** START OF Passage to read **

Host environment / Runtime targets

  • Web Browsers (v8)
  • Unix systems (wasi)
  • Edge
    • These can either be running a wasi or v8 runtime
    • Does cf worker fit here?
      • cf workers run on v8
      • cf might be either mocking existing browser APIs, or create their own interfaces that are compatible with the JavaScript shim generator.
      • not sure if cf supports standalone wasm

Toolchain

  • Compilers

    • Some languages are harder to compile because they have GC and wasm itself does not etc.
    • Compilers compile the code of certain language to support certain platforms. So in some cases, you’d need to write code keeping the platform in mind.
    • Example. Go compiles down to the Go ABI platform (which required a js execution environment) but with TinyGo you can compile things down to WASI. But recently go added native WASI support.
    • https://github.com/leaningtech/cheerp-meta
  • wasm-bindgen

    • For the web platform
    • wasm-bindgen or wasm-pack don’t work with wasm32-wasi either

History

  • In 2010, work kicked off on Emscripten, a C/C++ to JavaScript compiler.

** END OF Passage to read **

- _Exercise set_
- A) Reproduce the WebAssembly notes above word for word, in full.
- B) Find every line in the records that contains the string "lupine" and copy each one out. Matching is case-sensitive.

** START OF Records supplied **

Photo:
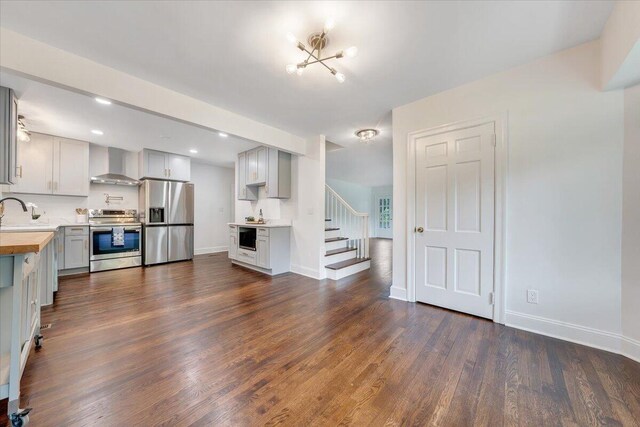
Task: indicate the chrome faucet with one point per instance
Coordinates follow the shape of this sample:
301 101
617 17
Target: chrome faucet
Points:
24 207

** END OF Records supplied **
** START OF Records supplied **

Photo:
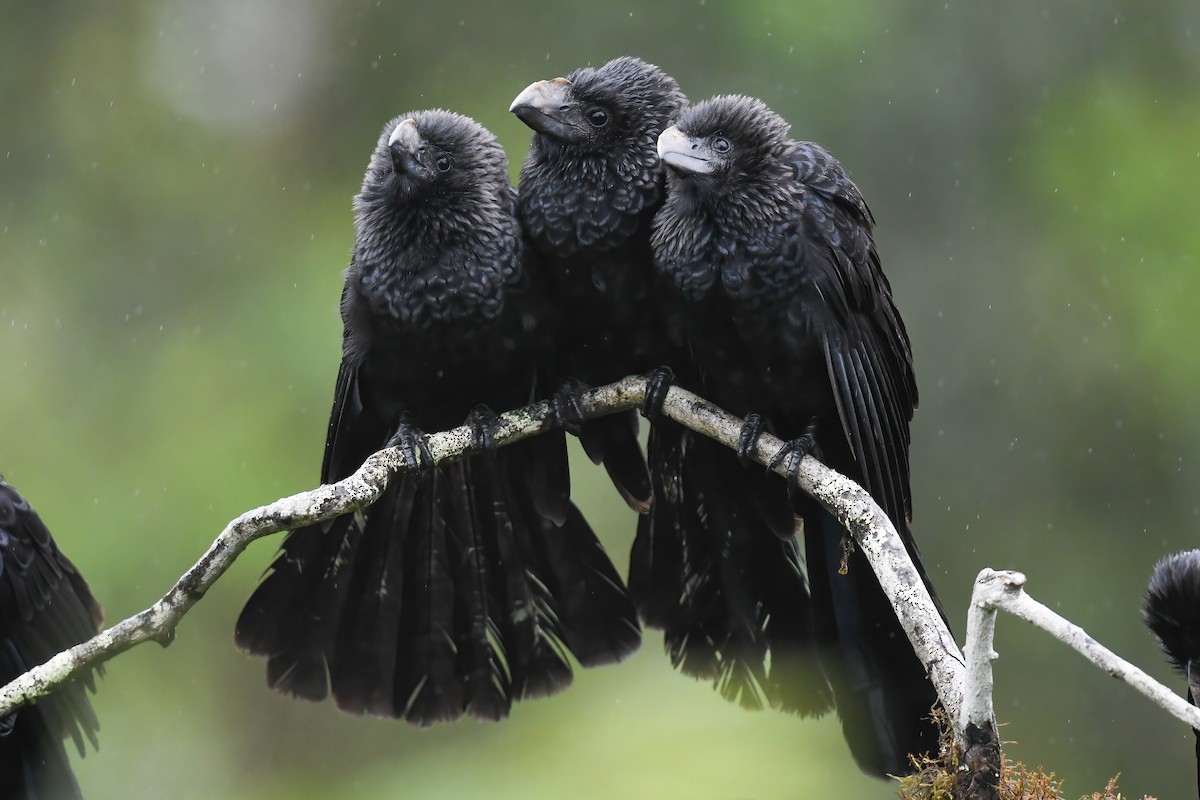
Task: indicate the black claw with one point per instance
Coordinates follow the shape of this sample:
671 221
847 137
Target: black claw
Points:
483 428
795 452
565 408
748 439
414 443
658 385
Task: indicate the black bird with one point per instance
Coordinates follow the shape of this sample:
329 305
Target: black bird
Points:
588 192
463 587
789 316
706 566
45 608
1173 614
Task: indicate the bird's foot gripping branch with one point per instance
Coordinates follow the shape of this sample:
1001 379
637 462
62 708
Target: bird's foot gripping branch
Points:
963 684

** END OF Records supplied **
** START OF Records supplied **

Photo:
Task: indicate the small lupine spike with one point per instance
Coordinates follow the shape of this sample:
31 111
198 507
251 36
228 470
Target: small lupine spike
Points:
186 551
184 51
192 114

** END OF Records supplied **

- _Solutions to the tasks_
- A)
Host environment / Runtime targets

  • Web Browsers (v8)
  • Unix systems (wasi)
  • Edge
    • These can either be running a wasi or v8 runtime
    • Does cf worker fit here?
      • cf workers run on v8
      • cf might be either mocking existing browser APIs, or create their own interfaces that are compatible with the JavaScript shim generator.
      • not sure if cf supports standalone wasm

Toolchain

  • Compilers

    • Some languages are harder to compile because they have GC and wasm itself does not etc.
    • Compilers compile the code of certain language to support certain platforms. So in some cases, you’d need to write code keeping the platform in mind.
    • Example. Go compiles down to the Go ABI platform (which required a js execution environment) but with TinyGo you can compile things down to WASI. But recently go added native WASI support.
    • https://github.com/leaningtech/cheerp-meta
  • wasm-bindgen

    • For the web platform
    • wasm-bindgen or wasm-pack don’t work with wasm32-wasi either

History

  • In 2010, work kicked off on Emscripten, a C/C++ to JavaScript compiler.

- B)
Task: indicate the small lupine spike with one point per instance
Target: small lupine spike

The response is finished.